[Data records]
-=-=-=-=-
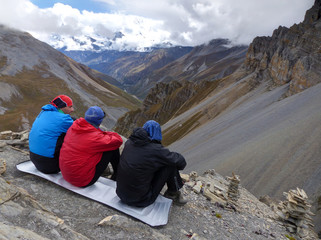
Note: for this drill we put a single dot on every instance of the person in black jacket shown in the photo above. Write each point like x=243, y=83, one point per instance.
x=145, y=166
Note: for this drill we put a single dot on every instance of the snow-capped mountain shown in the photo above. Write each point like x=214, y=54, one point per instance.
x=98, y=43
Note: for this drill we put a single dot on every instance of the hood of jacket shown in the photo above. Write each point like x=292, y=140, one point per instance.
x=81, y=125
x=140, y=137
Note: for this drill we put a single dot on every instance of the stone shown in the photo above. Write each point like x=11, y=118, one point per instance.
x=3, y=165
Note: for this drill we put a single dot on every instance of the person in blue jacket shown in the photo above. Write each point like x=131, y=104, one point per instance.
x=47, y=133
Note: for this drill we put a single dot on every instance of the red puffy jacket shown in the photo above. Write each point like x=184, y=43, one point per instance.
x=82, y=149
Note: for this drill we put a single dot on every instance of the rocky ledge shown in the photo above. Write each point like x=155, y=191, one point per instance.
x=218, y=208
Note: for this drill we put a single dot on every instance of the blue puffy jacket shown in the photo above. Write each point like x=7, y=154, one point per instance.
x=46, y=129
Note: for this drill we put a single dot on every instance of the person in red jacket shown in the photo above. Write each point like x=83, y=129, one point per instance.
x=87, y=150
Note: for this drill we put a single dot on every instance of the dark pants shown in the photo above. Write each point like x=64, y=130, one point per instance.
x=45, y=164
x=108, y=157
x=168, y=175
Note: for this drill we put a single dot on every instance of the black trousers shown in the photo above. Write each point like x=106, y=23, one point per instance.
x=45, y=164
x=107, y=157
x=169, y=175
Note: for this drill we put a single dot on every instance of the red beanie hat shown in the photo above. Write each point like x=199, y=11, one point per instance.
x=61, y=101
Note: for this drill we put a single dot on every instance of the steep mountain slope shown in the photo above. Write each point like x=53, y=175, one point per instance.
x=128, y=67
x=262, y=121
x=32, y=73
x=183, y=83
x=207, y=62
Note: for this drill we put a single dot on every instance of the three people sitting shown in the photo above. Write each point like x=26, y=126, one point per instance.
x=141, y=172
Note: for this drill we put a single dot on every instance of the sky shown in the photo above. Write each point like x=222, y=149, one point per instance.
x=144, y=23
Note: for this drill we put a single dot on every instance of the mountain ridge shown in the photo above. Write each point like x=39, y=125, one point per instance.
x=32, y=73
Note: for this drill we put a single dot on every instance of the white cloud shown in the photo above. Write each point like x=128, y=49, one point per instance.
x=145, y=22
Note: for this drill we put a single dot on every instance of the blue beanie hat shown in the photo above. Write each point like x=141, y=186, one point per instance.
x=94, y=115
x=153, y=129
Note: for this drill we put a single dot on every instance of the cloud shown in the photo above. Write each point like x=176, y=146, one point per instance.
x=145, y=22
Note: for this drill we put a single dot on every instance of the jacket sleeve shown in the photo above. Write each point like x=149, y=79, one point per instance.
x=108, y=141
x=173, y=158
x=66, y=123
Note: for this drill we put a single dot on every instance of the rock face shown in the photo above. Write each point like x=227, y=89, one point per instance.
x=162, y=103
x=33, y=208
x=291, y=55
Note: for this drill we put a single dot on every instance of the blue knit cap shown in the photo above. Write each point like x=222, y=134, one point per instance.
x=94, y=115
x=153, y=129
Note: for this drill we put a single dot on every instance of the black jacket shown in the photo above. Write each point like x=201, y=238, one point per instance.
x=140, y=159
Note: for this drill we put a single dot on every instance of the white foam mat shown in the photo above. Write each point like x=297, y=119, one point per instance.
x=104, y=191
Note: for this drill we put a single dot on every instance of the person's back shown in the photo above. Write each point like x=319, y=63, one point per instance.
x=144, y=167
x=87, y=150
x=47, y=134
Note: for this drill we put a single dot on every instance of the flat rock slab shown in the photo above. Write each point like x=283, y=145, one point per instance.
x=104, y=191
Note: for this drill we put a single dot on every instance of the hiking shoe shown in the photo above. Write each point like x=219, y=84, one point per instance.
x=177, y=197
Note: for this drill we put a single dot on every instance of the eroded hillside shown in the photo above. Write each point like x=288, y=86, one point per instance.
x=32, y=73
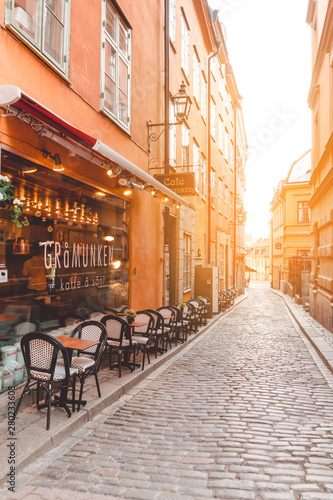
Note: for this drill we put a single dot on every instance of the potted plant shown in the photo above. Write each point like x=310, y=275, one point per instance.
x=130, y=315
x=7, y=200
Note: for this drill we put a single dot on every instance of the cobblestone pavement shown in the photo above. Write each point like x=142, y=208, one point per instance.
x=245, y=412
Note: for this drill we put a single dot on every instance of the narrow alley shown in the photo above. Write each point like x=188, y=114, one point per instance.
x=245, y=412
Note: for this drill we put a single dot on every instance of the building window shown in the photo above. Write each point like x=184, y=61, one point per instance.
x=172, y=21
x=172, y=132
x=185, y=46
x=212, y=186
x=203, y=175
x=116, y=48
x=187, y=261
x=303, y=212
x=196, y=76
x=45, y=24
x=203, y=97
x=220, y=195
x=196, y=165
x=212, y=118
x=221, y=130
x=185, y=147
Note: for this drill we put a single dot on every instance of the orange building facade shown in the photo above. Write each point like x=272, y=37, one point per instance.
x=82, y=200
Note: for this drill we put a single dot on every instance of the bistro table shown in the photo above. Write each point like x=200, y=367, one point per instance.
x=71, y=344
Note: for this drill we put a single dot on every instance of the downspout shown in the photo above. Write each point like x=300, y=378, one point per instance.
x=209, y=155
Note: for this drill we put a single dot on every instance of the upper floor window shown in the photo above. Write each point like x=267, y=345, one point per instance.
x=45, y=25
x=185, y=46
x=196, y=166
x=116, y=74
x=303, y=213
x=172, y=21
x=196, y=76
x=185, y=147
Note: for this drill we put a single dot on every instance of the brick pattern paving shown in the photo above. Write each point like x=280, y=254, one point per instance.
x=243, y=413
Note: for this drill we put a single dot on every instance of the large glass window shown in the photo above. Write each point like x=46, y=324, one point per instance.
x=116, y=48
x=45, y=24
x=187, y=261
x=72, y=258
x=303, y=212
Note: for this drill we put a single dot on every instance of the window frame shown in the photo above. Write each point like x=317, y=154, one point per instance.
x=38, y=45
x=114, y=44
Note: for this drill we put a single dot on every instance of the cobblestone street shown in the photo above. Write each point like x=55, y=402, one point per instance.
x=245, y=412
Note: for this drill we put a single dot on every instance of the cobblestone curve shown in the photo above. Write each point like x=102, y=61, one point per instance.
x=244, y=413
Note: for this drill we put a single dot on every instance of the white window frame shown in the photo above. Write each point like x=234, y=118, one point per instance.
x=187, y=261
x=15, y=20
x=119, y=57
x=172, y=137
x=185, y=46
x=196, y=165
x=172, y=21
x=196, y=75
x=203, y=97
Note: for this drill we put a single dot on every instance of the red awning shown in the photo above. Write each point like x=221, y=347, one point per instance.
x=13, y=96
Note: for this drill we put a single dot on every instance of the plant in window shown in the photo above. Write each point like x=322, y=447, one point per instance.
x=14, y=205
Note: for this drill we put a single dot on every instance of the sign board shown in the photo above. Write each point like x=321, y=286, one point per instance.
x=182, y=184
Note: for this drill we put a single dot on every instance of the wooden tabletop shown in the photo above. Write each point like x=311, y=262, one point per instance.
x=75, y=343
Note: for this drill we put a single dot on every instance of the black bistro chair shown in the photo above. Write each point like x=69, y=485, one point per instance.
x=119, y=342
x=88, y=362
x=40, y=352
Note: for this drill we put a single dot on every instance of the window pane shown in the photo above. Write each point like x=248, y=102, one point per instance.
x=123, y=39
x=57, y=7
x=25, y=17
x=110, y=21
x=123, y=103
x=53, y=37
x=123, y=78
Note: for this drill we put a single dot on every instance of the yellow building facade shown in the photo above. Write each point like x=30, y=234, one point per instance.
x=319, y=17
x=290, y=230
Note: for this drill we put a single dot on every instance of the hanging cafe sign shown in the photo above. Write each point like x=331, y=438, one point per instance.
x=182, y=184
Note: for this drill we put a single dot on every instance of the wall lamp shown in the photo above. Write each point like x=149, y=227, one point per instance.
x=182, y=103
x=57, y=162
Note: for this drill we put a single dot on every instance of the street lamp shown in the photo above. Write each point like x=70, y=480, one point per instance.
x=182, y=103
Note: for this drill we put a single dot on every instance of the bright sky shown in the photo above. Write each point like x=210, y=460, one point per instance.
x=269, y=46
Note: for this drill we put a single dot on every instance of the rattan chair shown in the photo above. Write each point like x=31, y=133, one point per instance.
x=40, y=352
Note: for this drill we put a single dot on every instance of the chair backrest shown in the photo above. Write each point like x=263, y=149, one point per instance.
x=40, y=352
x=148, y=328
x=158, y=319
x=168, y=314
x=70, y=319
x=24, y=326
x=117, y=328
x=92, y=330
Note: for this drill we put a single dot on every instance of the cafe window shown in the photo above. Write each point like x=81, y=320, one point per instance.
x=44, y=24
x=187, y=261
x=72, y=258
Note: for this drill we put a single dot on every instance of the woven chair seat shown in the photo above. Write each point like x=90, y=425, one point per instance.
x=59, y=373
x=80, y=363
x=140, y=340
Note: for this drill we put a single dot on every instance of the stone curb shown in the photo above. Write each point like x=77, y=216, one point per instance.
x=43, y=441
x=324, y=350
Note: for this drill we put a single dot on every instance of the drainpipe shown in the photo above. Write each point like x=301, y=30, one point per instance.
x=209, y=154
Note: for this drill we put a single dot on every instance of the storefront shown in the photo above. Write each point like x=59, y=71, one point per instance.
x=71, y=257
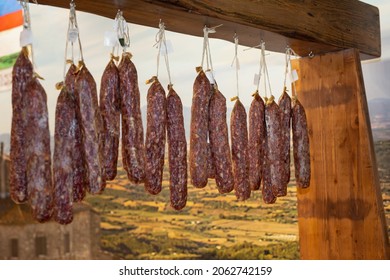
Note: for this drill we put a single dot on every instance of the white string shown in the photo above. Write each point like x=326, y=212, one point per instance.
x=294, y=93
x=235, y=59
x=27, y=24
x=287, y=57
x=73, y=20
x=206, y=48
x=122, y=30
x=161, y=40
x=265, y=71
x=260, y=68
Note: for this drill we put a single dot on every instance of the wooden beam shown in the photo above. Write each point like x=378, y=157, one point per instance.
x=341, y=214
x=307, y=26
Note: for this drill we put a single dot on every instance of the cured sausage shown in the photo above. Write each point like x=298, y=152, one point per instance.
x=133, y=150
x=79, y=170
x=110, y=111
x=285, y=109
x=301, y=145
x=219, y=140
x=38, y=156
x=155, y=137
x=21, y=74
x=90, y=120
x=256, y=141
x=266, y=190
x=64, y=145
x=210, y=162
x=177, y=151
x=199, y=130
x=274, y=146
x=239, y=139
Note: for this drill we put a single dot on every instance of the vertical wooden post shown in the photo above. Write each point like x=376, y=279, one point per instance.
x=341, y=215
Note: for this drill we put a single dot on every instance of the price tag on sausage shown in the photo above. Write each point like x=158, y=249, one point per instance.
x=25, y=38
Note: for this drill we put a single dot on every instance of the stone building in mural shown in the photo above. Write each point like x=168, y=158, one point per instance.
x=21, y=237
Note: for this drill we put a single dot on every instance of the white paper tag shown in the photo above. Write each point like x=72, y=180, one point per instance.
x=73, y=34
x=210, y=77
x=256, y=79
x=294, y=76
x=166, y=48
x=110, y=39
x=25, y=38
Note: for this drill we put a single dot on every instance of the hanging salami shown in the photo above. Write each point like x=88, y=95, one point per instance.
x=110, y=111
x=177, y=151
x=199, y=130
x=79, y=169
x=301, y=145
x=210, y=162
x=219, y=140
x=274, y=148
x=21, y=75
x=285, y=109
x=155, y=137
x=38, y=156
x=240, y=158
x=257, y=136
x=64, y=150
x=90, y=120
x=133, y=151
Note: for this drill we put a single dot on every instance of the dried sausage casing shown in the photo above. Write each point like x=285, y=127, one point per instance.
x=285, y=110
x=88, y=114
x=155, y=137
x=177, y=151
x=219, y=140
x=301, y=145
x=199, y=130
x=239, y=139
x=133, y=150
x=21, y=74
x=38, y=156
x=110, y=111
x=256, y=141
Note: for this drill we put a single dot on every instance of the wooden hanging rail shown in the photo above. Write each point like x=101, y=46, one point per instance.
x=306, y=26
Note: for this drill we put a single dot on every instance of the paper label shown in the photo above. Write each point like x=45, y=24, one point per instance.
x=25, y=38
x=73, y=35
x=294, y=76
x=166, y=48
x=110, y=39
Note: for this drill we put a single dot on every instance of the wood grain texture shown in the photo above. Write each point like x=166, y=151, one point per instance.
x=341, y=215
x=307, y=26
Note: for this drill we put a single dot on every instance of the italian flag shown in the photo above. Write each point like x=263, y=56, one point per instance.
x=11, y=21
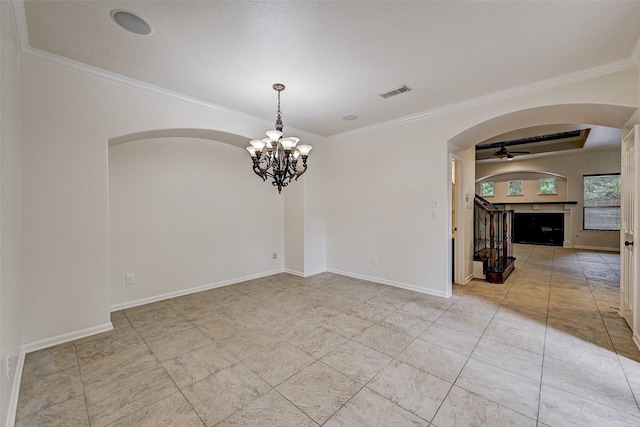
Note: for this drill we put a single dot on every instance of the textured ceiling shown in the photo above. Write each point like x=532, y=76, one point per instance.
x=335, y=57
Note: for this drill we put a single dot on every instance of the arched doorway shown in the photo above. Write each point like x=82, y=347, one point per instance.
x=594, y=114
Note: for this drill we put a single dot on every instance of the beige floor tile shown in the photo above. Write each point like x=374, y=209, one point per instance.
x=370, y=409
x=270, y=409
x=476, y=307
x=100, y=372
x=48, y=391
x=562, y=346
x=464, y=408
x=172, y=346
x=509, y=358
x=223, y=393
x=463, y=323
x=151, y=313
x=357, y=361
x=318, y=341
x=164, y=329
x=279, y=364
x=248, y=342
x=506, y=388
x=451, y=339
x=70, y=413
x=560, y=408
x=370, y=311
x=435, y=360
x=604, y=389
x=49, y=361
x=384, y=340
x=173, y=410
x=412, y=389
x=346, y=325
x=198, y=364
x=126, y=395
x=488, y=339
x=108, y=343
x=319, y=391
x=405, y=323
x=422, y=310
x=515, y=337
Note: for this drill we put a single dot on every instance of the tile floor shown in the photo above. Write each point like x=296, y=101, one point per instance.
x=544, y=349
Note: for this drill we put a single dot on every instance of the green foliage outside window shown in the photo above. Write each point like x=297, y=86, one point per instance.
x=486, y=189
x=602, y=202
x=515, y=188
x=547, y=186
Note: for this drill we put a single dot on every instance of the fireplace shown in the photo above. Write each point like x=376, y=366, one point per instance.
x=539, y=228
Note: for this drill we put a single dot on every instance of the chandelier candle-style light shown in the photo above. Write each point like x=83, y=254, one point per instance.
x=277, y=157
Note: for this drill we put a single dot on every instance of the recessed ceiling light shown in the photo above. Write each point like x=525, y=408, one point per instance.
x=131, y=22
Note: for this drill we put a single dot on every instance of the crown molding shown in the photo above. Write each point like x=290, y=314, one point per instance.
x=635, y=53
x=551, y=83
x=19, y=20
x=22, y=39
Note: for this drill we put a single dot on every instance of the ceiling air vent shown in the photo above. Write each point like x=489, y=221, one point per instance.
x=394, y=92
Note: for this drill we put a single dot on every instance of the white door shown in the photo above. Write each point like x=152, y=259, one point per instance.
x=628, y=212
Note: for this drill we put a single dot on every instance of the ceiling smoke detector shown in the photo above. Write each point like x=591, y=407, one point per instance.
x=394, y=92
x=130, y=22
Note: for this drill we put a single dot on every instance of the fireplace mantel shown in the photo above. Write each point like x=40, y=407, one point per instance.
x=568, y=202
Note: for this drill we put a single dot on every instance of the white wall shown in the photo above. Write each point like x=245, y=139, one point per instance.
x=187, y=214
x=382, y=182
x=10, y=284
x=382, y=186
x=68, y=117
x=573, y=166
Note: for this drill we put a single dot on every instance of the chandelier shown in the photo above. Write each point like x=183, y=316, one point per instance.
x=277, y=157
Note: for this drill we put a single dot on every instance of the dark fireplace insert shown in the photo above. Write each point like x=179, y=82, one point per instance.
x=539, y=228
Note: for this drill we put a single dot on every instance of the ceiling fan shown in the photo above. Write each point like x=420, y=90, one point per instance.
x=503, y=153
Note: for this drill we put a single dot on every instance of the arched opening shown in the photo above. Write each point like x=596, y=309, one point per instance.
x=613, y=116
x=182, y=215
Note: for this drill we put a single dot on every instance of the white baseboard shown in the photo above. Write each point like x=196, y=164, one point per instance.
x=71, y=336
x=636, y=339
x=306, y=274
x=294, y=272
x=596, y=248
x=182, y=292
x=12, y=409
x=392, y=283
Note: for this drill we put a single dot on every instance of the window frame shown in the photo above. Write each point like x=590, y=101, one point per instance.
x=555, y=188
x=520, y=193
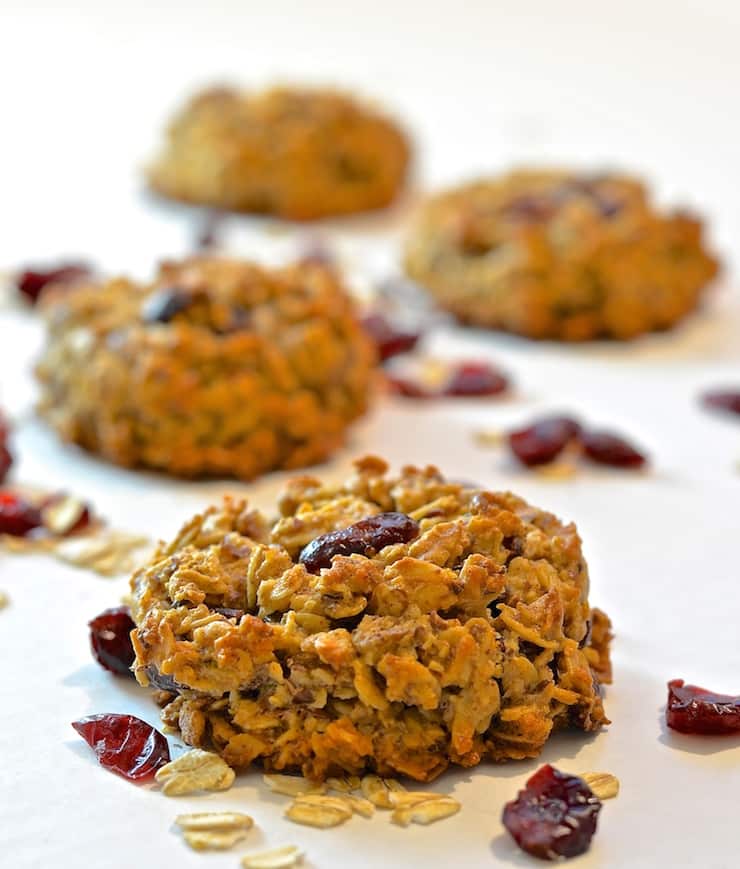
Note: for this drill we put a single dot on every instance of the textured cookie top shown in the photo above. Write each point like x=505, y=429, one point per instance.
x=297, y=152
x=364, y=611
x=559, y=254
x=479, y=216
x=215, y=367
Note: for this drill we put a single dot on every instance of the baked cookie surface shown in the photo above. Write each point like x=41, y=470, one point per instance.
x=216, y=368
x=294, y=153
x=395, y=624
x=551, y=254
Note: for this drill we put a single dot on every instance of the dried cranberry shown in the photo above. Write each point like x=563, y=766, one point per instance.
x=366, y=536
x=691, y=709
x=6, y=460
x=726, y=400
x=165, y=304
x=543, y=440
x=389, y=339
x=110, y=640
x=554, y=816
x=17, y=515
x=32, y=281
x=125, y=744
x=475, y=379
x=608, y=449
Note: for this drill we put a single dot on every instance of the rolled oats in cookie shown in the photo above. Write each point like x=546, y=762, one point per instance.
x=296, y=153
x=463, y=635
x=555, y=254
x=217, y=367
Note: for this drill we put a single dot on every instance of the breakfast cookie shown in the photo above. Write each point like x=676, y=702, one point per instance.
x=216, y=368
x=294, y=153
x=394, y=623
x=551, y=254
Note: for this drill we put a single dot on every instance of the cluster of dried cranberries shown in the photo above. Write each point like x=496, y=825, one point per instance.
x=546, y=438
x=554, y=815
x=32, y=281
x=125, y=745
x=467, y=379
x=110, y=640
x=725, y=400
x=691, y=709
x=463, y=380
x=57, y=515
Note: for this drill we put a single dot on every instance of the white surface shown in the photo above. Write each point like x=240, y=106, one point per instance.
x=648, y=85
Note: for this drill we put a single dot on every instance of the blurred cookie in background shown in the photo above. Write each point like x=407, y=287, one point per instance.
x=296, y=153
x=217, y=367
x=562, y=255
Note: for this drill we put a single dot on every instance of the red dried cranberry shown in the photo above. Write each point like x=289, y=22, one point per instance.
x=17, y=515
x=32, y=281
x=475, y=379
x=543, y=440
x=726, y=400
x=110, y=640
x=6, y=460
x=608, y=449
x=125, y=744
x=554, y=816
x=691, y=709
x=366, y=536
x=389, y=339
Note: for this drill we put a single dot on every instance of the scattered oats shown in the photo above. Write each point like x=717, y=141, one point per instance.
x=561, y=470
x=275, y=858
x=377, y=790
x=360, y=806
x=216, y=840
x=23, y=545
x=603, y=784
x=193, y=771
x=109, y=553
x=315, y=810
x=426, y=812
x=486, y=438
x=62, y=514
x=201, y=822
x=292, y=785
x=401, y=800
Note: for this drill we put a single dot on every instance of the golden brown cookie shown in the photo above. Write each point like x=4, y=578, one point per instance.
x=217, y=367
x=551, y=254
x=294, y=153
x=393, y=623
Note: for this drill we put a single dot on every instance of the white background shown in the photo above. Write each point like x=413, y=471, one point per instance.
x=648, y=86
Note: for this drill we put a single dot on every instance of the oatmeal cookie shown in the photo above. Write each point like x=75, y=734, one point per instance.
x=216, y=368
x=551, y=254
x=394, y=623
x=295, y=153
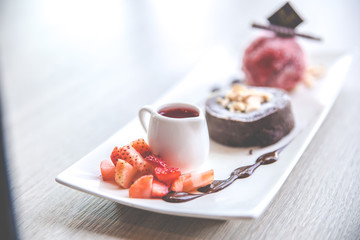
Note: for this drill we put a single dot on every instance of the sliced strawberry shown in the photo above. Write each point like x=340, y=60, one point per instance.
x=115, y=155
x=156, y=161
x=141, y=146
x=159, y=189
x=130, y=155
x=167, y=175
x=107, y=169
x=193, y=181
x=124, y=173
x=177, y=185
x=142, y=187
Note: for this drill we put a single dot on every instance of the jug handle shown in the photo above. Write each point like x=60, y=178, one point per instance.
x=142, y=112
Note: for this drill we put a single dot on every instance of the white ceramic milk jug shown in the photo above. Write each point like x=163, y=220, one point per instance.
x=178, y=133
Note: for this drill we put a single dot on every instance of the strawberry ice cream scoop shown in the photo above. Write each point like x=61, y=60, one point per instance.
x=274, y=62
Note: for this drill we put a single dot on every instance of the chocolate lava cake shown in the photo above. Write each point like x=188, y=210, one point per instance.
x=263, y=126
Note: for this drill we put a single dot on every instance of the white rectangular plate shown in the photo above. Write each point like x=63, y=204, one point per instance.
x=247, y=197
-=-=-=-=-
(Task to complete) Please output the lines from the one containing "y=204, one point per instance." through the last line as a Markdown table with the columns Row and Line, leaving out any blank lines.

(Solution to this problem)
| Row | Line |
|---|---|
| 1 | Note: for this drill we put a single dot on every instance of the white rectangular plate shown in the photo above. Write each point like x=63, y=204, one point per instance. |
| 2 | x=247, y=197 |